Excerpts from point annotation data
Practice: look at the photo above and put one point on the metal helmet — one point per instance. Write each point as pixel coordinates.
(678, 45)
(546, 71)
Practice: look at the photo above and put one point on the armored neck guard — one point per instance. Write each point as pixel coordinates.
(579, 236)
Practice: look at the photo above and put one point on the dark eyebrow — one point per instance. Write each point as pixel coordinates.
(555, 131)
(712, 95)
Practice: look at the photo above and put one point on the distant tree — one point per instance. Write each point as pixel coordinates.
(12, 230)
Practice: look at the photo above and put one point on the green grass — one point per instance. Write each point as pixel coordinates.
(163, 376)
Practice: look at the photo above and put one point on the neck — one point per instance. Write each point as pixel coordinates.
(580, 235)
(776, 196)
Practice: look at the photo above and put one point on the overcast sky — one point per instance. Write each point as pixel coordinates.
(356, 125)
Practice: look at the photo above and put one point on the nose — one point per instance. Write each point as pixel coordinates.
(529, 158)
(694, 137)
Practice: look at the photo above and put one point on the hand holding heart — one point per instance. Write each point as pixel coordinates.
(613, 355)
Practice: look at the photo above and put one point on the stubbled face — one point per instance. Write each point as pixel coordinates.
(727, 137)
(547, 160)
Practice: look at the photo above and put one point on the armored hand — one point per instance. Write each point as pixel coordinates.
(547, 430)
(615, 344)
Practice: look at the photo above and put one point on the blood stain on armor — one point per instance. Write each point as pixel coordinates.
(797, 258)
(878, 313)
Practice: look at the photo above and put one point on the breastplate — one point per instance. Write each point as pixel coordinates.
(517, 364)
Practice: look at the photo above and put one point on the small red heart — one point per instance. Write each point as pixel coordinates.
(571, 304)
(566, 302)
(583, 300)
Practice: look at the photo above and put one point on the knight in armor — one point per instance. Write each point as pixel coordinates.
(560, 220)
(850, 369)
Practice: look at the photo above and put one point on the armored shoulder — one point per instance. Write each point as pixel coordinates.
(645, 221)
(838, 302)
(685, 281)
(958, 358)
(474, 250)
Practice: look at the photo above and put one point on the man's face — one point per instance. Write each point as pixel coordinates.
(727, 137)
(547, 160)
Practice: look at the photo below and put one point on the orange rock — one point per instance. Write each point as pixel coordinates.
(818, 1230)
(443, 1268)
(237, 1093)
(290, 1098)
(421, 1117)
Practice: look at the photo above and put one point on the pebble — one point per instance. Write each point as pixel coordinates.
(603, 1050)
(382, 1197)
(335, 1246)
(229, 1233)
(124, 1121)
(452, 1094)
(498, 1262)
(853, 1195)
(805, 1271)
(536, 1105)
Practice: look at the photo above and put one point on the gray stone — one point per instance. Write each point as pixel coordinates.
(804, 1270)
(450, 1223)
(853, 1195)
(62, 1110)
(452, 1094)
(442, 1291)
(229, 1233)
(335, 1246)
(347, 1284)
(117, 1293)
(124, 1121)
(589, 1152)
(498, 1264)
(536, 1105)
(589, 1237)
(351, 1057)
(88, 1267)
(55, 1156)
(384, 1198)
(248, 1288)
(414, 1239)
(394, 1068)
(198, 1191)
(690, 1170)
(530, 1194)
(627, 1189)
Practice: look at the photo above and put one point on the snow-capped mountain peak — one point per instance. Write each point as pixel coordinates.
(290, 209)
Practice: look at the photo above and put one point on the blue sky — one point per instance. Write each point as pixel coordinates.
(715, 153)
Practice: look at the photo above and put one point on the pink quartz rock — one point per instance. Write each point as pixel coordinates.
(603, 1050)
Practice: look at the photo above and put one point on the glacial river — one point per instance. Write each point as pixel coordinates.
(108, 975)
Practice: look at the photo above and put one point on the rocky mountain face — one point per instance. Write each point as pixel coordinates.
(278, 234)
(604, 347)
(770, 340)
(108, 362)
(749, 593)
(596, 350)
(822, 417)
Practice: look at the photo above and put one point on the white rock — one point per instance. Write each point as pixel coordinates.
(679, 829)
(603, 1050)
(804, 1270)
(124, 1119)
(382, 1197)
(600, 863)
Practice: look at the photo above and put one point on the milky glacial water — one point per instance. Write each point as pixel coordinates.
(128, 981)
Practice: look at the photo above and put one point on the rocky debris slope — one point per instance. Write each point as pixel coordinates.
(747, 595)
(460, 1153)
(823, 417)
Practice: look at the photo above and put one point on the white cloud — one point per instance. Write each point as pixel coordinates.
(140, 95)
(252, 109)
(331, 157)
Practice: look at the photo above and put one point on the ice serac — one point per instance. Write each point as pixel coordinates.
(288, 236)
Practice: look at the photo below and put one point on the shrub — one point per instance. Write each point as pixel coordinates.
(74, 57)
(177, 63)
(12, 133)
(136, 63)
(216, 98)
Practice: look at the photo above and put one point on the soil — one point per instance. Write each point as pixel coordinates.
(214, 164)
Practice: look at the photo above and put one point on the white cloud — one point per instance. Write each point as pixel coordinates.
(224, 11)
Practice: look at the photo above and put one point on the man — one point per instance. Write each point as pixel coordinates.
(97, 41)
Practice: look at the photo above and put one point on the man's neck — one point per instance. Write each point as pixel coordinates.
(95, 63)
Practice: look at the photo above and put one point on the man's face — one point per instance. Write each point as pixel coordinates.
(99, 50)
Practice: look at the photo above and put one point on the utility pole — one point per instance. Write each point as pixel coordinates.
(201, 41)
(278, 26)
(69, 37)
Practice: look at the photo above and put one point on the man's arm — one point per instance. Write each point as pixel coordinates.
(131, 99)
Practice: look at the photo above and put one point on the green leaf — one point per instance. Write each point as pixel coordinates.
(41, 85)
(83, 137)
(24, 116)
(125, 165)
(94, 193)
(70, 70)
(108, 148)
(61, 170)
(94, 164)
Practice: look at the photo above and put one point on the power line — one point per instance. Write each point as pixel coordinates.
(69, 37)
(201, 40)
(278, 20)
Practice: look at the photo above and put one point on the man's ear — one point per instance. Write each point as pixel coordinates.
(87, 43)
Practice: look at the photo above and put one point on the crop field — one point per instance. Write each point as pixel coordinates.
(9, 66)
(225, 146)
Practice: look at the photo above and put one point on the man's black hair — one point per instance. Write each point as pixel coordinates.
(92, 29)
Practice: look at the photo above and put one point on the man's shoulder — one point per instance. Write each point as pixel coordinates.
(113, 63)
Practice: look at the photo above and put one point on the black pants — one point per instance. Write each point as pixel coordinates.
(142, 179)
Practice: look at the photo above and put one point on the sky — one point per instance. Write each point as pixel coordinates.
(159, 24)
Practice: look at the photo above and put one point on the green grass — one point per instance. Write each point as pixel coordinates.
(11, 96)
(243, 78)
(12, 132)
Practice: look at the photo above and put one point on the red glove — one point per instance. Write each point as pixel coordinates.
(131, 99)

[Job] Copy out word for word everything from the line containing "on the power" down to the end of the records, with both of those end lines included.

[Result below]
Practice: look at the photo above and put one point on the power line — one point per instance. Write each point as pixel coordinates.
(69, 37)
(201, 40)
(278, 20)
Practice: look at the photo above and put one point on the man's ear — one point per instance. Write each point as pixel coordinates.
(87, 43)
Practice: look at the photo above and put one point on the crop field — one point per instance. Write each point as pixel coordinates.
(9, 66)
(225, 146)
Practice: look at the photo above and put one point on the man's black hair — one point per instance. Write each point as pixel coordinates.
(92, 29)
Practice: look at the photo above and put one point on the man's shoulder — one point per instance. Write each point as pixel coordinates.
(113, 63)
Practice: look at the photo above and put one point on the black pants — one point per instance. Write each point as pixel coordinates.
(142, 179)
Practice: look at the photo above and put one point on the sky — one point per instance. Write each point as pixel coordinates.
(159, 24)
Practice: look at the photo above and put one point on the green grass — one point per instance. Write each point as pixel coordinates.
(11, 96)
(243, 78)
(12, 132)
Practice: look at the photo above and put one point on the red glove — one point per instance. Write each point as pixel coordinates.
(131, 99)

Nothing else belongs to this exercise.